begin Text extract
I laughed at Maclin Horton’s definition of “the new Mottramism” in the comments here yesterday. Rex Mottram is a nitwit character in Waugh’s Brideshead Revisited, a young Canadian businessman who is converting to Catholicism to marry Julia. The priest who is instructing him complains about how dim Mottram is. Father tries to explain what powers Catholics believe the pope has, and Mottram gives a crackpot answer, along the lines of what Mac Horton says here:
The new Mottramism:
Priest: "But if the pope were to pee on your foot and tell you it's raining?"
Rex Mottram: "I suppose I should say that the moisture on my foot is a remarkably localized rain shower, and that it only seems to smell funny because my nose is not spiritual enough."
I haven’t used the word “Mottramist” in polemics since the early days of the abuse scandal, when Mark Shea, who is now a deranged Francis fanboy, used to explain away every failure of Pope John Paul II to deal with this hideous sexual corruption in the clergy by saying that JP2 must have a secret plan to win the war on clerical sodomy, or something. It is quite a comment on human nature that over two decades of scandal, Mottramism is alive and well among some Catholics, who cannot bear the thought that what is happening, is happening.
We Christians outside the Catholic Church who hold to Biblical orthodoxy on human sexuality, including homosexuality, have to pray for our Catholic brothers and sisters — and resolve to fight against the same forces within our own churches (e.g., in the US, the Greek Orthodox archbishop is pro-LGBT, and trying to move the Church towards accommodation with Babylon). What Francis is doing here is part of the abolition of man. It might seem like a tiny concession to homosexuals in the Church, but for reasons I have explained, this is the wedge through which full-on same-sex marriage will be introduced, once the Catholic people have become accustomed to seeing gay couples blessed by Father in the church. And as I have also explained, the only way homosexuality can be reconciled with small-o orthodox Christianity is by flat-out denial of the Bible and nearly 2000 years of tradition. To get to the point, affirming homosexual behavior requires denying Christian anthropology. A Catholic priest wrote to me yesterday to point out that in fact the Bible’s stance on homosex, and on sexuality in general, really is at the heart of the faith. He wrote:
"Ordered sexuality" is at the core of Christianity. Eph 5:31-32 gives us the key to Gen 2:24 and hence the key to God's works of creation and salvation. St. Paul says that the ordering of sexual differentiation in the human race to the "two becoming one body" in monogamous marriage is based on the union of Christ and the Church. Now, within the creation stories of Gen 1 and 2, the entire created order finds its pinnacle (Gen 1) or center (Gen 2) in the creation of the man/husband and woman/wife united in a marriage existing within their fellowship with God. St. Paul is thus telling us that the union of Christ and the Church is the blueprint for the creation and ordering of the entire cosmos as well as for the ordering of creation to salvation through the Eternal Covenant. The creation of Adam and Eve as husband and wife manifests the plan of salvation and hence is the first proclamation of the Gospel. It is THE foundational expression of the mystery which is present from the beginning (though its full meaning hidden), has been revealed in Christ and the Church, and will be brought to fulfillment in the Wedding feast of the Lamb.
end Text extract
begin Supplied information
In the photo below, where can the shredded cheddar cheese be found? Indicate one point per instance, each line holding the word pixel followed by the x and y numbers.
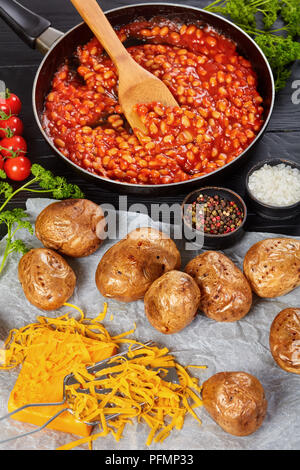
pixel 134 386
end Supplied information
**Written problem 1**.
Answer these from the text on Mottramism:
(a) Why is Rex Mottram converting to Catholicism?
(b) Which church's archbishop in the US is called pro-LGBT?
(c) According to the priest's letter, which passage gives the key to Gen 2:24?
**Written problem 2**.
Resume the text on Mottramism after its last sentence.
The data are separate material.

**Response 1**.
(a) To marry Julia.
(b) The Greek Orthodox Church's.
(c) Eph 5:31-32.

**Response 2**.
When God said "Let there be light" he was shaping all things so that creation and the human race could find a transcendent fulfillment in the union of the Incarnate Logos and his Body and Bride in the Kingdom of Heaven. There is no Eternal Covenant, and hence no Christianity, cosmos, or sexually differentiated human race without Christ and the Church. You can't get closer to the core than that because that is the "core" or "heart" of all things.
There's no "risk" of losing the integrity of the faith when ordered sexuality is overthrown because the disintegration of the faith is then already accomplished.
The lost awareness of the Christ-Church ordering of the cosmos is the so-called disenchantment that befell Western cultures.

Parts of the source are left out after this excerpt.